***** TEKS BACAAN *****
MOTIVASI HIDUP ISLAM

Visit Namina Blog

Thursday 13 August 2015

Hukum Mati (Exsekusi)

(Di dalam artikel ini, terlampir beberapa foto hukum qishash. Saya tidak bisa melampirkan seluruhnya, karena di zaman serba permisif seperti saat ini, foto foto itu bisa dijadikan sebuah dokumen yang meyakinkan atau bisa pula dimangfaatkan musuh musuh islam untuk mempropagandakan bahwa islam agama yang kejam. Yang berminat melihat foto foto hukum kishash di Saudi, silahkan hubungi saya, terima kasih.)


     
DI LUAR dari faham yang ada, kita mengakui bahwa Saudi Arabia satu satunya negara Islam yang masih memegang hukum qishash (exsekusi) dan melaksanakan suatu keputusan yang telah ditetapkan oleh Mahkamah Kubro (Pengadilan Agung) sesuai dengan ajaran Islam. Memang betul, hukum qishash di Saudi tidak dilaksanakan secara merata, terutama untuk golongan atasan, tapi secara global hukum qishash (exsekusi) telah menjadi ciri khas untuk diterapkan di negara itu secara hukum mengenai suatu perkara atau dalam istilah lainya lazimnya, apa bila semua persyaratan hukum telah dipenuhi, harus dilaksanakan hukum qishash (eksekusi).
***** BARIS DATA *****
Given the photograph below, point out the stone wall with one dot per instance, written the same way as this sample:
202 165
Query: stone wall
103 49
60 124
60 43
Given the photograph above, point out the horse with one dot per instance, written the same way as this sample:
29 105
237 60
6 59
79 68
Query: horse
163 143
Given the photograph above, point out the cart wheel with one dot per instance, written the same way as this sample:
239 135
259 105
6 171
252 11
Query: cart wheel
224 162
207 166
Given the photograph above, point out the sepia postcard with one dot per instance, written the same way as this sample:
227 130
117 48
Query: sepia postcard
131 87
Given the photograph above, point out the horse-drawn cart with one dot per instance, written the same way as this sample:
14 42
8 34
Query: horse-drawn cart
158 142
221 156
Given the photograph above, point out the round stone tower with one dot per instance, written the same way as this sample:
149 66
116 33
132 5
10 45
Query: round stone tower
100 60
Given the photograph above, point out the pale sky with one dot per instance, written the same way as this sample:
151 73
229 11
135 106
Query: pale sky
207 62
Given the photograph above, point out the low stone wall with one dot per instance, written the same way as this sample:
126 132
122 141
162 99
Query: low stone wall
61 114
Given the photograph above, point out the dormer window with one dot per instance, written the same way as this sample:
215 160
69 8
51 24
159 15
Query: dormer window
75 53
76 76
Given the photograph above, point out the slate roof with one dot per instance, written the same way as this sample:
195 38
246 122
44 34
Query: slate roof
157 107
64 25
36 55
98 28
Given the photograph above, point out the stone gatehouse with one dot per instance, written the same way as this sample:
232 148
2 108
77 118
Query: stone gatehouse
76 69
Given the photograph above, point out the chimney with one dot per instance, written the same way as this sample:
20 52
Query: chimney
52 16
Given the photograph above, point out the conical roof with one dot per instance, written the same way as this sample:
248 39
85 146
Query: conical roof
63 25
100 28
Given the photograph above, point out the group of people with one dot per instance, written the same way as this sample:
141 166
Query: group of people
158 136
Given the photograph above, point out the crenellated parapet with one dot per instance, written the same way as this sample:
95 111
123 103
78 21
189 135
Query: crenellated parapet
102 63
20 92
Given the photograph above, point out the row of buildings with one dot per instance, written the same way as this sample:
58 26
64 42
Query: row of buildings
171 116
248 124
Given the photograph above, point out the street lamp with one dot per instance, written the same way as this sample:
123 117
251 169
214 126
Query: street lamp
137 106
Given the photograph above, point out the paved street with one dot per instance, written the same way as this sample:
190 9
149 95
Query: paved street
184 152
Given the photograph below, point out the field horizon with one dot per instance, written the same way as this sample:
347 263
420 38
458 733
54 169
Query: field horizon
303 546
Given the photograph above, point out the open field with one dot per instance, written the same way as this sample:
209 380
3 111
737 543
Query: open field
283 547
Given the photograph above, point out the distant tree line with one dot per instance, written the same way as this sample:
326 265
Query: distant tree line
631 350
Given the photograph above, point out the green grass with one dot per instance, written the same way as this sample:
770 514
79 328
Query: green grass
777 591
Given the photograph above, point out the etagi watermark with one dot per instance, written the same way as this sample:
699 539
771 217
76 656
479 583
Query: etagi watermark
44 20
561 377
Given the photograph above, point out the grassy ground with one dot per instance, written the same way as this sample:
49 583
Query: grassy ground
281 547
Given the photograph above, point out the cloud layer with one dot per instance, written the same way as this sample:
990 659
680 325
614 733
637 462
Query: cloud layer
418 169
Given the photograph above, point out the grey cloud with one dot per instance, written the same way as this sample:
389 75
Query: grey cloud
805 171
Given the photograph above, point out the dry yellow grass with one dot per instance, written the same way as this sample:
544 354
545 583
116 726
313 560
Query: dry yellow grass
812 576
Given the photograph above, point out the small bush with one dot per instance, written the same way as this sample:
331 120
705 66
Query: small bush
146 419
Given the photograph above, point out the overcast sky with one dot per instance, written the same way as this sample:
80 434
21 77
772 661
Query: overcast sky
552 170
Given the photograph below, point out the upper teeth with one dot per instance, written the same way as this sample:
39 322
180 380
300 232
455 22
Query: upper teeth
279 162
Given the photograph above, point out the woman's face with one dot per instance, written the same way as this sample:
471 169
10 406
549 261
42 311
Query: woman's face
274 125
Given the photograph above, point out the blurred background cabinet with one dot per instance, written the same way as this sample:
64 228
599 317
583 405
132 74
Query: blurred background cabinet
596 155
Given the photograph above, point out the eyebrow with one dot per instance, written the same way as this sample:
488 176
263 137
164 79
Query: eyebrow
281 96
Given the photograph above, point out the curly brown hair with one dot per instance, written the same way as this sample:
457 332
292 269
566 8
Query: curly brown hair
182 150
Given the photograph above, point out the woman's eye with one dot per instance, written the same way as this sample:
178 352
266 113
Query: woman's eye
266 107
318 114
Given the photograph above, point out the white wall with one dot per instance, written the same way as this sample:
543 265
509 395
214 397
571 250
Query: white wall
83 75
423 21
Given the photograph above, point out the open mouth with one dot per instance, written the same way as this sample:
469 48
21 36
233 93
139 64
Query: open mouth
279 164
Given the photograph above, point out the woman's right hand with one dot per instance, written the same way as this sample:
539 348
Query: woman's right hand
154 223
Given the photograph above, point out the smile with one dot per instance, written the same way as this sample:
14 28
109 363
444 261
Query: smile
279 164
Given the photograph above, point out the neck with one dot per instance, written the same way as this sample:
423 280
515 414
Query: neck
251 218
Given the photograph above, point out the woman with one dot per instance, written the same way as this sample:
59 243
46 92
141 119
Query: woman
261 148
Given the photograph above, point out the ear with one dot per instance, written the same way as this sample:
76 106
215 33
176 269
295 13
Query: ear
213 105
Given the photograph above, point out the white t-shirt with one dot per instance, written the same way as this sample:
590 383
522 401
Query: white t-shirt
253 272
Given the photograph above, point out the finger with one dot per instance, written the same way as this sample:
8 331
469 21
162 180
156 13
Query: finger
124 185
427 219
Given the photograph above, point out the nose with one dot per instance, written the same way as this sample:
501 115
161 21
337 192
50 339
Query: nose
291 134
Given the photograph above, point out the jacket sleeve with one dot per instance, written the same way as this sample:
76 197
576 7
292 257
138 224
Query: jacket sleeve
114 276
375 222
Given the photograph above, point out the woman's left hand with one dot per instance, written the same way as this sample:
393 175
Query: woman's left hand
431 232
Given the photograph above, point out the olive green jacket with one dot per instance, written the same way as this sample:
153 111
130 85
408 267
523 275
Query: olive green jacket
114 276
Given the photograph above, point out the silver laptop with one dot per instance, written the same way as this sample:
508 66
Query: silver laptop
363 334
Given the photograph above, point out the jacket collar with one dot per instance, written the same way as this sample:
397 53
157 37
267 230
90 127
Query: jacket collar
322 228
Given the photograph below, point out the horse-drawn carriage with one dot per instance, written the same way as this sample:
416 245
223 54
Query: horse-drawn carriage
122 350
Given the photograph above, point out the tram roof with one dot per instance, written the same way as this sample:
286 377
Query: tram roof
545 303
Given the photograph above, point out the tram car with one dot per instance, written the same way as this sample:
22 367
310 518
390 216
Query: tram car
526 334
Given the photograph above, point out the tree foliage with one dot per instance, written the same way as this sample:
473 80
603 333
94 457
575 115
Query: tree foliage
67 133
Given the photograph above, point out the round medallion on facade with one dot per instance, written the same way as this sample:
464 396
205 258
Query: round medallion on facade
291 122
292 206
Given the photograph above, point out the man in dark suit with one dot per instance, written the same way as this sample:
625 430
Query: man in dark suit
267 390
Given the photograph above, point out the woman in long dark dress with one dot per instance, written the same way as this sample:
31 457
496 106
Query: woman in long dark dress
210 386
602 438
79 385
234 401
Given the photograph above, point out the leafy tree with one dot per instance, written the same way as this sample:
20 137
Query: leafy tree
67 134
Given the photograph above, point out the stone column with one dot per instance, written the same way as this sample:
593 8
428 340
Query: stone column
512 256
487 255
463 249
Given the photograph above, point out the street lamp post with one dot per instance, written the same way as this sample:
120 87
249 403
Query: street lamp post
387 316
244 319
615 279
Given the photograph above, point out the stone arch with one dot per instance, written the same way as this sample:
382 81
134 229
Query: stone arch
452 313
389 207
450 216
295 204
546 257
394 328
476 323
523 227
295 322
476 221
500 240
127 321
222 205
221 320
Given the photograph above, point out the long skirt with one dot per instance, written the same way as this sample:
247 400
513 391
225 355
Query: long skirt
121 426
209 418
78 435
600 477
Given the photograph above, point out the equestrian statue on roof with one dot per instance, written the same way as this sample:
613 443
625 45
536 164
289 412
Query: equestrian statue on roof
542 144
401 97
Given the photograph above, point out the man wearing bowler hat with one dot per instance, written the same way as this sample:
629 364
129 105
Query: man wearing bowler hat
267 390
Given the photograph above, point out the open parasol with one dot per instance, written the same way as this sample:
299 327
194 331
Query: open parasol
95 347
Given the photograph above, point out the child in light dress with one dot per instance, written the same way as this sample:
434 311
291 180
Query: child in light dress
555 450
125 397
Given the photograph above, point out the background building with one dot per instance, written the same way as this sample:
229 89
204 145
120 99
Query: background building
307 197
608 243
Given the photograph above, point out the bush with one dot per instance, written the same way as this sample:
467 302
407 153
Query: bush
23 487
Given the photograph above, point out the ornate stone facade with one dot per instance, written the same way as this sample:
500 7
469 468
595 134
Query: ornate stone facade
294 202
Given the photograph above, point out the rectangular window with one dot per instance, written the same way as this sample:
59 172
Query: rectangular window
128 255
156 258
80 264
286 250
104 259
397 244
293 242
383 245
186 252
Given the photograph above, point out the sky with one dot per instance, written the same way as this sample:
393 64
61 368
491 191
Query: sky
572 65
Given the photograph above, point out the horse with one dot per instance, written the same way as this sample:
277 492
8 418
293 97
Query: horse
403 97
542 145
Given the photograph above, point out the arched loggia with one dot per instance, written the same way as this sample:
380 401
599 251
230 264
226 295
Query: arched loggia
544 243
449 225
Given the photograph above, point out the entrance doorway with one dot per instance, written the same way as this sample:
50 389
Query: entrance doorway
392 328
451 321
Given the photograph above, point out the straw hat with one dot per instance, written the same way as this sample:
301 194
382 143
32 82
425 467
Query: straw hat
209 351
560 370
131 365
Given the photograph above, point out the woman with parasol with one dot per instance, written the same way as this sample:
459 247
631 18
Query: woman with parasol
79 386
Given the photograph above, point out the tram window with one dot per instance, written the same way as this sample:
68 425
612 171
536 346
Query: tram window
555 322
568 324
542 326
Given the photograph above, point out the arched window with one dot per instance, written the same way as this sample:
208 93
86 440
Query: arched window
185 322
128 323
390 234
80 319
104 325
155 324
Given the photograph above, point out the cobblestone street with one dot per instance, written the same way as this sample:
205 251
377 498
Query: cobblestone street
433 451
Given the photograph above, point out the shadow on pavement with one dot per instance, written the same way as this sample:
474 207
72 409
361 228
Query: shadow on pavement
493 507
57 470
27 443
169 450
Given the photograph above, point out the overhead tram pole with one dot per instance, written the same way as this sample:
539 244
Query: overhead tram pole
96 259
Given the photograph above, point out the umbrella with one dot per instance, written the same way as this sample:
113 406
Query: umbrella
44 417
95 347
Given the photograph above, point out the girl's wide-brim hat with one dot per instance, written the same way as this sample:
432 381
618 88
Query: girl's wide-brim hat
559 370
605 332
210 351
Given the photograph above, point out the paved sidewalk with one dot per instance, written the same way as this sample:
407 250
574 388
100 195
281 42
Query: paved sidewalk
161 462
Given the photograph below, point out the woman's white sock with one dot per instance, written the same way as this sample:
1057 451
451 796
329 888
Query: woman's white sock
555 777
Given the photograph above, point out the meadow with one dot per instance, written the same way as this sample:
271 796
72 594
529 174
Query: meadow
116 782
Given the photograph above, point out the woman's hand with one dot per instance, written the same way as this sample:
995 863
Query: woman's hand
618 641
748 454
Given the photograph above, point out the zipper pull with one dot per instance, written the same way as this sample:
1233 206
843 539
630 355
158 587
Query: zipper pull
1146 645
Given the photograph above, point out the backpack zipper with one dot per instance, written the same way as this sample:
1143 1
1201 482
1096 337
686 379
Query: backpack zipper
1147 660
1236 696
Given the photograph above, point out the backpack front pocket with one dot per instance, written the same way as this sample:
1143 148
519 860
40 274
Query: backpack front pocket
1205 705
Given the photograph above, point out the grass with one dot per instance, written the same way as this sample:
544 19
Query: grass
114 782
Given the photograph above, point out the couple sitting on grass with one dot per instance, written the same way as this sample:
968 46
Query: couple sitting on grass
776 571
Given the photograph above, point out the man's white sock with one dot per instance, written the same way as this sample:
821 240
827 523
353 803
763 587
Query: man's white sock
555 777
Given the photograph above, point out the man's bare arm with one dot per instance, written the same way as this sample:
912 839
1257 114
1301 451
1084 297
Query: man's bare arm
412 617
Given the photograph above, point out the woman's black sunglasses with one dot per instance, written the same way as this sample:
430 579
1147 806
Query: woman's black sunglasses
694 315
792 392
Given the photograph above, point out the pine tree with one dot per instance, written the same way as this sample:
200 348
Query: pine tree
*****
§ TUGAS LATIHAN:
1 > Ketik ulang bagian bacaan tentang hukum qishash, mulai dari "Visit Namina Blog" dan terus sampai "saya, terima kasih.)".
2 > Jawablah pertanyaan berikut berdasarkan bacaan tentang hukum qishash.
(a) Menurut catatan dalam kurung, untuk apa foto-foto itu bisa dimanfaatkan musuh-musuh Islam?
(b) Negara mana yang disebut satu-satunya negara Islam yang masih memegang hukum qishash?
(c) Lembaga apa yang menetapkan keputusan yang dilaksanakan di negara itu?
3 > Teruskan bacaan tentang hukum qishash di Saudi, mulai setelah kalimat terakhir yang tercantum.

§ JAWABAN LATIHAN:
1 >
Visit Namina Blog

Thursday 13 August 2015

Hukum Mati (Exsekusi)

(Di dalam artikel ini, terlampir beberapa foto hukum qishash. Saya tidak bisa melampirkan seluruhnya, karena di zaman serba permisif seperti saat ini, foto foto itu bisa dijadikan sebuah dokumen yang meyakinkan atau bisa pula dimangfaatkan musuh musuh islam untuk mempropagandakan bahwa islam agama yang kejam. Yang berminat melihat foto foto hukum kishash di Saudi, silahkan hubungi saya, terima kasih.)

2 >
(a) Untuk mempropagandakan bahwa Islam agama yang kejam.
(b) Saudi Arabia.
(c) Mahkamah Kubro (Pengadilan Agung).

3 >
Maka, pembunuh, perampok, pemerkosa, penjahat dan terpidana mati lainya yang dianggap telah merusak di muka bumi hukumnya lazim harus di bunuh artinya keputusan hukum itu secara hukum harus dieksekusi. pencuri hukumya lazim harus potong tangannya dan penzina hukumya dirajam. Kata “lazimnya” termasuk katagori yang lazim dipakai dalam keputusan hukum qishash (exsekusi).

Allah berfiman “Sesungguhnya pembalasan terhadap orang-orang yang memerangi Allah dan Rasul-Nya dan membuat kerusakan di muka bumi, hanyalah mereka dibunuh atau disalib, atau dipotong tangan dan kaki mereka dengan bertimbal balik atau dibuang dari negri tempat kediamannya. Yang demikian itu sebagai suatu penghinaan untuk mereka di dunia dan di akhirat mereka beroleh siksaan yang besar “ Al Maaidah 33.

Allah berfirman “Dan Kami telah tetapkan terhadap mereka di dalamnya At Taurat bahwasanya jiwa dibalas dengan jiwa , mata dengan mata , hidung dengan hidung, telinga dengan telinga, gigi dengan gigi, dan luka-luka pun ada qishashnya. Barang siapa yang melepaskan hak qishashnya, maka kelepaskan hak itu menjadi penebus dosa baginya. Barang siapa tidak memutuskan perkara menurut apa yang diturunkan Allah, maka mereka itu adalah orang yang zalim” Al Maaidah 45.


Dibawah ini saya akan bawakan cerita nyata sebagai contoh atau ‘itibar agar dapat menjadi renungan bagaimana keputusan hukum qishash (hukum penggal) di Saudi dilaksanakan tanpa kompromi.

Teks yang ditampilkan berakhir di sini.